■ Task requirements ■
What follows is data; output all of it exactly as given.

Provided data Start Marker

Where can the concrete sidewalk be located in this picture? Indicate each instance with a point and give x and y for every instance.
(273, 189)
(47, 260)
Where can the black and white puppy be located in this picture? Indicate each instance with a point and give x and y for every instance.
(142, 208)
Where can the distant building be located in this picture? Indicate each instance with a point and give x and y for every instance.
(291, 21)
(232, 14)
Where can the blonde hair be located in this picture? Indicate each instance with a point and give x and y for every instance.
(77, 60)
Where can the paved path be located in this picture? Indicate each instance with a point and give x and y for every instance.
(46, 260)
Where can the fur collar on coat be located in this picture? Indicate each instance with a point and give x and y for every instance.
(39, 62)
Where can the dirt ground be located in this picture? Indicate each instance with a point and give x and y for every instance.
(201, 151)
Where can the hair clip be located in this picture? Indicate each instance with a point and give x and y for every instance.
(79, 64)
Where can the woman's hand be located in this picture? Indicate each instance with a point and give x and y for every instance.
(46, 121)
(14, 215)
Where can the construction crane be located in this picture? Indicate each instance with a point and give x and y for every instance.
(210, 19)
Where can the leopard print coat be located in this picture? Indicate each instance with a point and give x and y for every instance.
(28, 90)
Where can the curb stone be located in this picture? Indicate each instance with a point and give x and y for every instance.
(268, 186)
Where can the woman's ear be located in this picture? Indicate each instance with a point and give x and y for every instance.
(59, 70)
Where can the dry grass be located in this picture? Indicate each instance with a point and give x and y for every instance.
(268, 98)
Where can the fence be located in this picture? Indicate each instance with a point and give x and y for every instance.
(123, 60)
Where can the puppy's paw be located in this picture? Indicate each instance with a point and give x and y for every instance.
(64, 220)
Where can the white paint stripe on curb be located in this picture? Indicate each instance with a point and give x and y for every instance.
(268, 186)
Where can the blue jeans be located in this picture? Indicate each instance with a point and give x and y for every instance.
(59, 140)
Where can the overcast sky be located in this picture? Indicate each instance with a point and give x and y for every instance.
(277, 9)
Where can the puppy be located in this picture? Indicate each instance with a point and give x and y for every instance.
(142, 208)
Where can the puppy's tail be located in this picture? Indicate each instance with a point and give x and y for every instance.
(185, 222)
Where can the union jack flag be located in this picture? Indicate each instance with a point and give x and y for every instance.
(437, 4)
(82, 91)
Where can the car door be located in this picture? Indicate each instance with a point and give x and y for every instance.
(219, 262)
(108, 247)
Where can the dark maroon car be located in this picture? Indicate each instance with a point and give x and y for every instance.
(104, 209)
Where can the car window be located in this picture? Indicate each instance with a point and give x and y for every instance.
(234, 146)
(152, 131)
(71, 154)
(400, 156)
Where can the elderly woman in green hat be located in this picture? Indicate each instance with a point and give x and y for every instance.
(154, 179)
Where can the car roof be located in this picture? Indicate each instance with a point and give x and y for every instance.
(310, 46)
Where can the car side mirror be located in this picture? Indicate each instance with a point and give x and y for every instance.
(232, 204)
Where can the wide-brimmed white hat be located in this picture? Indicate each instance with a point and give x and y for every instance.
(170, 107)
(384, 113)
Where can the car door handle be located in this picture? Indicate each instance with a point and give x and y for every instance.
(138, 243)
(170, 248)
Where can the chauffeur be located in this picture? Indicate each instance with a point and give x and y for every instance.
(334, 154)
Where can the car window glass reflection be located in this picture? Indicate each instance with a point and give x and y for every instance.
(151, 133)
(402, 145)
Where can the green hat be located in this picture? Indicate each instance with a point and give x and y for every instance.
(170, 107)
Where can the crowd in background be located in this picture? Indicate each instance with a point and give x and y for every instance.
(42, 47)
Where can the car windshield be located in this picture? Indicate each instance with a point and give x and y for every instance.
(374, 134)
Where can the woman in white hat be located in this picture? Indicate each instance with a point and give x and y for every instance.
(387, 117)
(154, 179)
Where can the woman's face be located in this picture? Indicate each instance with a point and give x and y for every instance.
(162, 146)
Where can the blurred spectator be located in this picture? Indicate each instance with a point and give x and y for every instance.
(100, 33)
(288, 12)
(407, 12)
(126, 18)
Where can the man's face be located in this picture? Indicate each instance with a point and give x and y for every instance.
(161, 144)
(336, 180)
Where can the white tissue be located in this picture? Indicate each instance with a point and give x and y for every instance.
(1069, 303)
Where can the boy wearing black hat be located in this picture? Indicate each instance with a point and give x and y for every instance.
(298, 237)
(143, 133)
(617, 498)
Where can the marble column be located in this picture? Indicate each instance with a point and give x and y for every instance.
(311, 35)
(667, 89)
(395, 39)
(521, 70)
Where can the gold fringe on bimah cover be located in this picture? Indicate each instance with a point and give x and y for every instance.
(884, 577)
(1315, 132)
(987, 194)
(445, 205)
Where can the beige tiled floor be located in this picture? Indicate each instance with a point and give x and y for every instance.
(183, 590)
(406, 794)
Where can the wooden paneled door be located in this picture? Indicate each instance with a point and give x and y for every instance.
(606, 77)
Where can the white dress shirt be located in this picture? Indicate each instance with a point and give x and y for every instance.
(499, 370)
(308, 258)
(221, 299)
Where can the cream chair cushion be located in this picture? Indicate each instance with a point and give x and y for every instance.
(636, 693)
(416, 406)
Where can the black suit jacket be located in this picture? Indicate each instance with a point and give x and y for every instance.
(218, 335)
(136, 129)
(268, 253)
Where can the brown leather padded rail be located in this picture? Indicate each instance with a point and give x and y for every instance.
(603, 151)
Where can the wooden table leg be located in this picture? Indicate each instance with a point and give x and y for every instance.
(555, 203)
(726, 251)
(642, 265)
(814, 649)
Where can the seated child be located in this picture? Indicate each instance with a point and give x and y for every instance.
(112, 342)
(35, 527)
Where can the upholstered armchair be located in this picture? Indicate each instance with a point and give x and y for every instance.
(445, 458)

Provided data End Marker

■ Solution to this exercise ■
Where can the concrete sidewalk be located in this picture? Indicate each instance with a point and give x and y for every instance.
(273, 189)
(47, 260)
Where can the black and white puppy be located in this picture? Indicate each instance with a point and give x and y for every instance.
(142, 208)
Where can the distant building be located in this picture? Indicate each instance with a point and give x and y for every instance.
(291, 21)
(232, 14)
Where can the blonde hair be located in this picture? Indicate each instance with a point and give x and y for every instance.
(77, 60)
Where can the paved path be located in this picture? Indicate each instance with a point and give x and y for every instance.
(46, 260)
Where can the fur collar on coat be located in this picture? Indicate each instance with a point and give x and y for every instance.
(39, 62)
Where can the dirt ground be located in this picture? Indicate each instance with a point and give x and y for every instance.
(201, 151)
Where can the hair clip be located in this picture? Indicate each instance with a point and give x and y for every instance.
(79, 64)
Where can the woman's hand be located in this picture? Indicate each instance with a point and give x and y for every instance.
(46, 121)
(14, 215)
Where can the construction crane be located in this picture? Indicate each instance with a point and give x and y for every instance.
(210, 19)
Where can the leopard print coat be located in this picture? Indicate each instance with a point and give x and y for every instance.
(28, 90)
Where can the curb stone be located in this picture? Indicate each instance with a point and give x and y for every instance.
(268, 186)
Where can the woman's ear be located in this picture? Indicate each instance with a point and give x and y for every instance.
(59, 70)
Where can the dry grass be located in this picture? Indicate each instance with a point and give x and y for every instance.
(268, 98)
Where can the fence be located in this picture? Indicate each instance with a point and give x and y for every instance.
(123, 60)
Where can the puppy's paw be located in this picture? Indicate each instance with a point and give x and y for every instance.
(64, 220)
Where can the white paint stripe on curb be located in this picture? Indicate each instance with a point and give x and y for every instance.
(268, 186)
Where can the blue jeans be located in this picture? Indicate each instance with a point and give x and y for every instance.
(59, 140)
Where can the overcast sky be located in this picture? Indicate each instance with a point and give x and y for every instance.
(277, 9)
Where can the puppy be located in this picture? Indicate each instance with a point and give x and y for every instance.
(142, 208)
Where can the puppy's tail be located in this picture? Indicate each instance with a point and give x and y for every instance.
(185, 222)
Where can the union jack flag be located in this picture? Indicate each instance with a point and give x and y for every instance.
(437, 4)
(82, 91)
Where can the car door be located in this picture? Indicate each instance with a point and give x and y for every instance.
(219, 262)
(108, 247)
Where can the dark maroon car be located in this picture? Indicate each instance with a point and give x and y for every instance.
(104, 209)
Where can the car window be located in this picture? Indicate each instance with a point and give x and y for every instance.
(234, 146)
(152, 131)
(71, 154)
(400, 156)
Where can the elderly woman in green hat be located in this picture? Indicate each instance with a point and give x and y for every instance.
(154, 179)
Where can the car roof be located in this picture? Indicate each instance with a point and give x and y for every instance.
(310, 46)
Where can the car side mirror be located in this picture? Indicate each instance with a point and give x and y for every instance.
(232, 204)
Where can the wide-brimmed white hat be located in this picture? Indicate each instance with a point and give x and y for every instance.
(170, 107)
(384, 113)
Where can the car door handle be located in this picture? Indicate each instance with a point and give x and y for every instance.
(138, 243)
(170, 248)
Where can the chauffeur be located in this picture? Indicate each instance with a point and give x and y for every instance.
(334, 154)
Where can the car window glass reflection be located in this picture? Indicate each instance with a point and give x and y for every instance.
(151, 133)
(402, 145)
Where can the green hat be located in this picture? Indicate each instance with a point and give x and y for every instance.
(170, 107)
Where can the crowd in background be located in this picture? Indicate each instance with a point and give x and y for every instance.
(42, 47)
Where can the car windshield be located in this picture? Indicate each instance with a point and give x and y for every instance.
(374, 134)
Where can the woman in white hat be located in this picture? Indicate each instance with a point and give x and y for every instance.
(387, 117)
(154, 179)
Where can the woman's face be located in this picture? Indicate each instance with a point and give x and y for every instance.
(162, 146)
Where can the blurred spectator be located in this picture? Indicate each instance with a point and give x and y for every instance.
(100, 33)
(288, 12)
(407, 12)
(126, 18)
Where can the man's face be located in this picture? Indicate each instance with a point and give x and y for every instance.
(161, 144)
(336, 180)
Where can the white tissue be located in this picture? Indicate each instance with a point and give x and y for every instance.
(1069, 303)
Where can the boy wearing black hat be located in this picture? Indicate each instance with a point and give x and y for every instance.
(298, 237)
(143, 133)
(617, 498)
Where can the marble column be located in this picture? Indicate each instance with a point and give x and y for every instance.
(311, 35)
(667, 89)
(395, 39)
(521, 70)
Where can the gold fringe on bimah cover be located in this picture? Indicate each instance with a point and give x and y for every instance.
(884, 577)
(1315, 132)
(987, 194)
(445, 205)
Where can the beige tiled floor be located in this picture? Indicate each instance with a point and give x and y for every instance.
(183, 590)
(406, 794)
Where can the wooden paneled door be located in this picture? Indicate each instance with a point and give x and y for every instance.
(606, 77)
Where can the white dress shirt be located in this picture? Indicate each instance with a point and give x and y for every instance.
(499, 370)
(308, 258)
(221, 299)
Where can the cream chair cushion be located in this picture? Indicate each instance with a point and give x and y for every instance.
(636, 693)
(416, 406)
Where can the black suit jacket be located in this picture? Indicate each instance with a point and give x and y for every instance.
(218, 335)
(136, 129)
(268, 253)
Where can the brown leather padded rail be located in this picture? Indicate each instance with a point and give x and y for every instance.
(603, 151)
Where can the wooden table leg be located in this picture? Indicate each instance with a point and give x and y for every instance.
(555, 203)
(726, 251)
(642, 265)
(814, 649)
Where can the seated child be located in this picture? Indicate each instance with a point and give x and y for every instance.
(112, 342)
(35, 527)
Where can the upholstered armchair be located in this picture? Indicate each instance with a point and give x and y for every instance.
(445, 458)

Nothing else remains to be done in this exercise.